-- Extracted text start --

If he could get a day off, he said he’d enjoy going fishing.

"We have been off a day or two and we have fished a little," Jones said.

Farming is Jones' sideline. His main business is trucking. It has been bad slow too. He mainly trucks equipment for poultry plants. 

"The companies are not doing a lot of upgrades and the crews that install the equipment aren't wanting to go in the plants because of the situation," Jones said. "But it's starting to pick up a little."

We followed Jones and the corn crop he made on Lawson’s place last year. It was some more crop, averaging 176 bushels an acre. The standard farming practice is to rotate crops, so the field that held corn last year will hold beans this year.

Jones, who farms several pieces of ground in Marshall and DeKalb, planted 300 acres of corn earlier this year. He’s in the process of planting 300 or so acres of beans. After he harvests 300 acres of wheat, he will come back in the wheat fields and plant more late beans.

He uses no-till planting. The main prep is “burning down” the field with weed killer before planting the beans. Jones has a sprayer with a 90-foot boom that makes short work of the spraying.

-- Extracted text end --

Tasks to carry out:
- a) Name every crop that the piece about Jones's farming says he grows or is planting.
- b) Check each statement against the piece about Jones's farming and answer yes or no, quoting the words that decide it: (i) Jones's main business is farming. (ii) The corn on Lawson's place averaged 176 bushels an acre. (iii) Jones's sprayer has a 60-foot boom.
- c) Carry on the piece about Jones's farming from its last sentence.
The records have nothing to do with the piece about Jones's farming and trucking.

-- Entries provided start --

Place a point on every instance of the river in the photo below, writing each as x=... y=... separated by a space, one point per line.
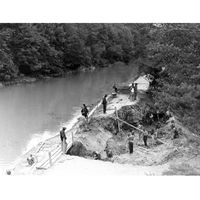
x=33 y=112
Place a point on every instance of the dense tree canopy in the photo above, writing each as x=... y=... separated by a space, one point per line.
x=52 y=49
x=170 y=52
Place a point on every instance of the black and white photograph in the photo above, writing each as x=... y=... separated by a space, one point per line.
x=99 y=99
x=111 y=98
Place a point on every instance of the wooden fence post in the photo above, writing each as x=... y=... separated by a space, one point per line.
x=118 y=124
x=50 y=160
x=72 y=137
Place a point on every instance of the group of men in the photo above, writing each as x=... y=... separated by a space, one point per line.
x=133 y=91
x=130 y=139
x=84 y=112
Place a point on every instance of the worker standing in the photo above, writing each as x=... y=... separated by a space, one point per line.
x=85 y=112
x=131 y=91
x=115 y=88
x=135 y=91
x=63 y=139
x=130 y=142
x=145 y=136
x=104 y=103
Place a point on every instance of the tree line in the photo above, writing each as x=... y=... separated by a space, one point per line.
x=39 y=50
x=170 y=52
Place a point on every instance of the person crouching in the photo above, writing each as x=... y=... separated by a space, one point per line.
x=63 y=139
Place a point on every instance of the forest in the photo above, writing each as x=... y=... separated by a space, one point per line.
x=170 y=52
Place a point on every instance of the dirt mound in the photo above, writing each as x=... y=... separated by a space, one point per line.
x=78 y=149
x=116 y=145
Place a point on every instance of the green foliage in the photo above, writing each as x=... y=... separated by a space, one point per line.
x=52 y=49
x=176 y=47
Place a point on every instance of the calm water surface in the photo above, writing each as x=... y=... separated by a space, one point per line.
x=33 y=112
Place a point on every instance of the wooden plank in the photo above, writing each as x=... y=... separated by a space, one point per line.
x=130 y=125
x=117 y=120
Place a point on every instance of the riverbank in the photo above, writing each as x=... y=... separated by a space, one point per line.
x=164 y=156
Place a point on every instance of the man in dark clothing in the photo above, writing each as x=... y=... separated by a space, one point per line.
x=130 y=142
x=176 y=133
x=145 y=136
x=135 y=91
x=85 y=112
x=115 y=88
x=104 y=102
x=63 y=140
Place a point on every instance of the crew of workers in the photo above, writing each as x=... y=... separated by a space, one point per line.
x=133 y=91
x=130 y=139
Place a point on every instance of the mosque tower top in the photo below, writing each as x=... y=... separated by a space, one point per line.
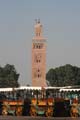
x=38 y=28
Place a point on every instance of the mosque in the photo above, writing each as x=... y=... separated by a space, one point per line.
x=38 y=56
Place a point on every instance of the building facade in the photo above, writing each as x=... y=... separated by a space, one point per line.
x=38 y=56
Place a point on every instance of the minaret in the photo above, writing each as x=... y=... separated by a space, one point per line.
x=38 y=57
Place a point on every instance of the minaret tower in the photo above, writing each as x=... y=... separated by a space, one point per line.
x=38 y=57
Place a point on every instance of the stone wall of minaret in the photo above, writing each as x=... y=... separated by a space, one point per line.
x=38 y=56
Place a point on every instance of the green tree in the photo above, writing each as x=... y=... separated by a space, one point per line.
x=64 y=76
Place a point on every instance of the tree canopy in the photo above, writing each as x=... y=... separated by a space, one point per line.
x=8 y=76
x=64 y=76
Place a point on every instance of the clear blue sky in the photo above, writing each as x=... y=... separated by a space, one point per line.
x=61 y=22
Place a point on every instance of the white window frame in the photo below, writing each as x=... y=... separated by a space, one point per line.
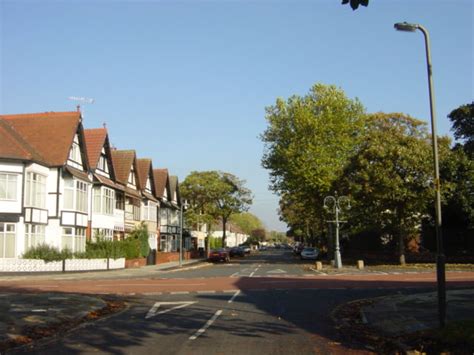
x=7 y=230
x=8 y=187
x=35 y=195
x=34 y=235
x=150 y=211
x=73 y=239
x=75 y=151
x=79 y=191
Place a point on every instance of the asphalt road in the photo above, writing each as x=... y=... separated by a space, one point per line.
x=268 y=303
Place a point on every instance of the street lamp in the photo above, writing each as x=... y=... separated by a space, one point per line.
x=336 y=204
x=440 y=257
x=183 y=206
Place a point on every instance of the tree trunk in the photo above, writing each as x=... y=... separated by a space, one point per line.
x=401 y=248
x=224 y=225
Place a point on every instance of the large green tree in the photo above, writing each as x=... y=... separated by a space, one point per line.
x=389 y=179
x=246 y=221
x=215 y=195
x=308 y=142
x=462 y=119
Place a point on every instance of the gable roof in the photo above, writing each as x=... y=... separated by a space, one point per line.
x=45 y=137
x=95 y=141
x=122 y=161
x=174 y=187
x=161 y=181
x=145 y=171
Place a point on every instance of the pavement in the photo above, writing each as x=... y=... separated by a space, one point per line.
x=391 y=315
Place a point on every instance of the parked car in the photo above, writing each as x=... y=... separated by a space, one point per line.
x=219 y=255
x=297 y=249
x=246 y=249
x=237 y=251
x=309 y=254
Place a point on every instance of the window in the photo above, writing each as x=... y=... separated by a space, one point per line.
x=131 y=177
x=104 y=200
x=136 y=213
x=8 y=186
x=75 y=195
x=7 y=240
x=119 y=201
x=150 y=211
x=103 y=163
x=35 y=190
x=75 y=152
x=34 y=235
x=103 y=233
x=74 y=239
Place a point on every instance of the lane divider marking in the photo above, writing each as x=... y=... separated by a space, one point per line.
x=207 y=325
x=234 y=296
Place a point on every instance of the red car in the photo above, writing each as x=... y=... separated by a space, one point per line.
x=219 y=255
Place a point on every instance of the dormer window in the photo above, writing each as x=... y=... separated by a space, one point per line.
x=75 y=152
x=148 y=186
x=131 y=177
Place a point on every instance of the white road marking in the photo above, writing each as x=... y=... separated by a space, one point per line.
x=153 y=310
x=207 y=325
x=276 y=271
x=234 y=296
x=148 y=285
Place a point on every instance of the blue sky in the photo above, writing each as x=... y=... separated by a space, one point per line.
x=186 y=83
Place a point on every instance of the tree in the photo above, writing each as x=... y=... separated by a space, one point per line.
x=462 y=119
x=355 y=3
x=308 y=142
x=389 y=177
x=246 y=221
x=215 y=195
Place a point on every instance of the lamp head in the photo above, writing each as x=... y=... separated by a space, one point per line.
x=406 y=27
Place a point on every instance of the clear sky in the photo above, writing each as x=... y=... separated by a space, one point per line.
x=186 y=82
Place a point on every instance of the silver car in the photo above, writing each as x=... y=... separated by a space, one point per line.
x=309 y=254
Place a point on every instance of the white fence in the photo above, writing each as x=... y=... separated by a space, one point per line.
x=35 y=265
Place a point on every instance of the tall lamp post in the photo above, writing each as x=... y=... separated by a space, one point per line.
x=440 y=257
x=183 y=206
x=336 y=204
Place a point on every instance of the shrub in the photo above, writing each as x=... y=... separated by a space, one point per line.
x=47 y=253
x=140 y=233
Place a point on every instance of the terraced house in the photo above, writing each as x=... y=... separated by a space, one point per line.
x=44 y=182
x=61 y=185
x=108 y=207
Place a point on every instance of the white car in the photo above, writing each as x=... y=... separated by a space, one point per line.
x=309 y=254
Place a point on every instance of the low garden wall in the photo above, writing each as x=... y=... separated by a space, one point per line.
x=36 y=265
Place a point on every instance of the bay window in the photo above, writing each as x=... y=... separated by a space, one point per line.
x=75 y=195
x=104 y=200
x=8 y=186
x=34 y=235
x=7 y=240
x=35 y=190
x=74 y=239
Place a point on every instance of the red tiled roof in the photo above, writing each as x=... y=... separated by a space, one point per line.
x=122 y=161
x=143 y=171
x=161 y=181
x=12 y=145
x=174 y=187
x=46 y=137
x=95 y=140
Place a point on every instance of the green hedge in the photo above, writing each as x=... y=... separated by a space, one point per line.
x=47 y=253
x=135 y=246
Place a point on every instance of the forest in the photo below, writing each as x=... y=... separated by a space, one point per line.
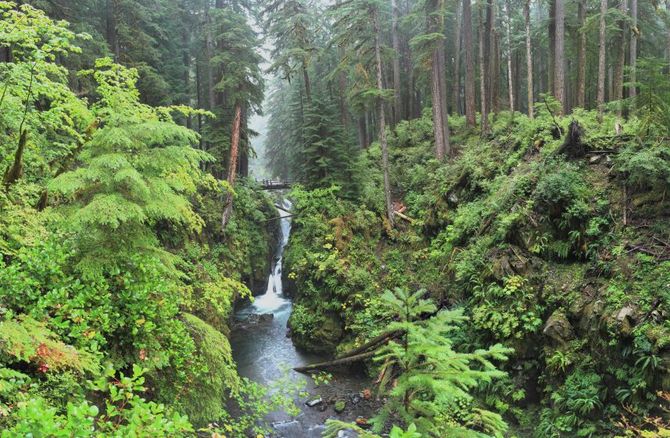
x=346 y=218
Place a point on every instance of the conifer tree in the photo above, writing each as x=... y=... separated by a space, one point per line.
x=429 y=377
x=290 y=26
x=135 y=171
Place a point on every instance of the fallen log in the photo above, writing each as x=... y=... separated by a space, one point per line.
x=373 y=343
x=335 y=362
x=402 y=216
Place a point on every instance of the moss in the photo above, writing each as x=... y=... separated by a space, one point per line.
x=204 y=397
x=25 y=340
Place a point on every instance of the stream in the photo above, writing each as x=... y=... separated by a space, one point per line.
x=265 y=354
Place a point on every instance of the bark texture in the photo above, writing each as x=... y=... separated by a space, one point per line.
x=529 y=58
x=470 y=106
x=602 y=35
x=232 y=166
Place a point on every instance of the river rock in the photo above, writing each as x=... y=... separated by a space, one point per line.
x=259 y=318
x=314 y=402
x=626 y=318
x=558 y=327
x=340 y=405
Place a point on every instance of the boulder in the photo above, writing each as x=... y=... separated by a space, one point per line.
x=558 y=327
x=340 y=405
x=625 y=318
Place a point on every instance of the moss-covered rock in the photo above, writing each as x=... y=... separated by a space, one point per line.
x=216 y=377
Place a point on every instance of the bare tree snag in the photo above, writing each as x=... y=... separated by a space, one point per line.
x=335 y=362
x=529 y=57
x=600 y=99
x=382 y=121
x=470 y=107
x=232 y=166
x=15 y=171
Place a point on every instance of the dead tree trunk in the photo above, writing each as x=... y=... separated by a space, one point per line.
x=15 y=171
x=232 y=166
x=508 y=37
x=559 y=53
x=470 y=106
x=382 y=121
x=483 y=89
x=397 y=97
x=600 y=98
x=456 y=84
x=529 y=57
x=633 y=47
x=581 y=56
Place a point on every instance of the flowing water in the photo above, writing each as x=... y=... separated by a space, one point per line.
x=264 y=353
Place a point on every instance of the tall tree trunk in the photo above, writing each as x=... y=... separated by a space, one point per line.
x=245 y=143
x=470 y=107
x=600 y=98
x=382 y=121
x=439 y=128
x=209 y=51
x=483 y=68
x=232 y=166
x=621 y=58
x=397 y=97
x=438 y=85
x=581 y=55
x=112 y=29
x=362 y=132
x=308 y=84
x=559 y=53
x=456 y=84
x=552 y=47
x=633 y=47
x=529 y=58
x=508 y=36
x=494 y=59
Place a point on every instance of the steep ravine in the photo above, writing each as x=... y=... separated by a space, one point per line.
x=265 y=354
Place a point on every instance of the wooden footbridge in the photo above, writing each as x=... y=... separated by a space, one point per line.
x=269 y=184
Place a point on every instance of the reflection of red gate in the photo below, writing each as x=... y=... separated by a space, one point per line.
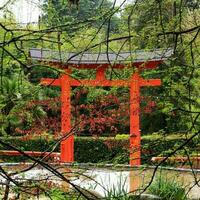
x=100 y=63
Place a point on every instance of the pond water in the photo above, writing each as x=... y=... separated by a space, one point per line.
x=104 y=180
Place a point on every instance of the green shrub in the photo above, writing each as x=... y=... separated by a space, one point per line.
x=103 y=149
x=167 y=189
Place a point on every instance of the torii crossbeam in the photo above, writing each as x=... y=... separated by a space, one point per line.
x=65 y=82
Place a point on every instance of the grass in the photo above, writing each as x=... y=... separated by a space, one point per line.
x=167 y=189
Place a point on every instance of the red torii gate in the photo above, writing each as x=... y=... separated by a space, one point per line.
x=101 y=62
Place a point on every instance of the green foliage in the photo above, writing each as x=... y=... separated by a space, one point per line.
x=107 y=150
x=167 y=189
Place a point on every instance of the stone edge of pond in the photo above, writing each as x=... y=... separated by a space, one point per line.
x=119 y=167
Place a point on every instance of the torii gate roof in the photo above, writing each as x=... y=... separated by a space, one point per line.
x=90 y=60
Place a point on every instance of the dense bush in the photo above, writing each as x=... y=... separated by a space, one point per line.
x=105 y=150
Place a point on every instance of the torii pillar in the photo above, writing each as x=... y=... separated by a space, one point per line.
x=135 y=135
x=67 y=144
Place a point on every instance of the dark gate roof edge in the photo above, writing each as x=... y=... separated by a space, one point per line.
x=100 y=58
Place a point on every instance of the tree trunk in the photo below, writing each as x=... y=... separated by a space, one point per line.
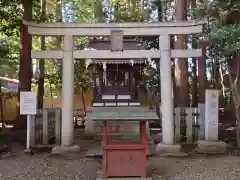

-- Entries provided end --

Results of the exercise:
- a) Corn, beans, wheat

- b)
(i) No: "Farming is Jones' sideline. His main business is trucking."
(ii) Yes: "averaging 176 bushels an acre"
(iii) No: "a 90-foot boom"

- c)
“A 90-foot boom is just about perfect in this country,” Jones said. The hilliness of the topography prohibits use of a 120-foot boom. Jones knows a farmer who tried one.

“If you get on a hill, you could have one arm hitting a powerline and another hitting the ground,” he said. “You’ve got to be really careful when you unfold the wings on that sprayer.”

Jones knows a farmer who accidentally hit a powerline with an arm of a sprayer. It didn’t kill the man.

“It fried all of the electrical systems in the tractor,” Jones said. “They said it blew the tires off. The tractor was totaled.”

The wheat crop Jones has in other places is looking good. But it’s to the stage it really doesn’t need any more rain on it. Jones will begin picking wheat in June.

He said there’s enough moisture in the ground that the beans he was planting on Lawson’s place won’t require a rain to come up.

“I wouldn’t mind a shower on it, if it was a warm shower,” he said. “I don’t want any more of these cold rains.”

The drop in the price of oil is helping farmers. Jones bought off-road diesel at $1.39 a gallon.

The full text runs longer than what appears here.